Records:
*-*-*
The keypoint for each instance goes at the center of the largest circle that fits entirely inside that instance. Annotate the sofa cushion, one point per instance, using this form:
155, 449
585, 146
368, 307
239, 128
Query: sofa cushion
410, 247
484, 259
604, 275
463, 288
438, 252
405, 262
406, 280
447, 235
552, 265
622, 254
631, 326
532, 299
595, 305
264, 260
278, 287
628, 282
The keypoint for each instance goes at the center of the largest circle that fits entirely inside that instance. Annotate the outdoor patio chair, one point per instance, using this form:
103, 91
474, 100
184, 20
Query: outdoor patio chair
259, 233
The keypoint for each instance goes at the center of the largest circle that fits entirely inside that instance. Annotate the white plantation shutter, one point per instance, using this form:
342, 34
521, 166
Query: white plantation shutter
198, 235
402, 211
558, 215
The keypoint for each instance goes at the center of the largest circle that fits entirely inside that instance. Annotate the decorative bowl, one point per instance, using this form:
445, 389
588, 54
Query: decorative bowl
*-*-*
PROBLEM TO WORK ON: Rewrite the records above, changing every "Query" to "Target" and leaving everything else as it is.

EXERCISE ANSWER:
The keypoint for each instance goes at the center of the largest circle that fits entirely inside that instance. Annotate the sofa cushion, one point per instance, using this form:
155, 449
585, 146
368, 307
239, 128
Target: sofa cushion
410, 247
484, 259
604, 275
463, 288
438, 252
405, 262
406, 280
447, 235
552, 265
622, 254
631, 326
532, 299
595, 305
264, 260
278, 287
628, 282
The keypoint for each instance goes at the center of the largest circle that fits entirely inside that instance. Annotate the outdoor patio chair, one point per instance, using this form:
103, 91
474, 100
184, 20
Target: outdoor patio chair
259, 233
The keypoint for each instance goes at the center of the largest circle that fits entirely inside that instance. Annotate the white plantation shutter, one point per instance, using this form:
342, 34
521, 166
Target: white plantation shutter
198, 235
402, 211
558, 215
The keypoint for each instance goes at the center of the largest circle that fits entirely inside that instance. Annotate the decorative bowl, one point per instance, using this form:
445, 389
588, 54
Target: decorative bowl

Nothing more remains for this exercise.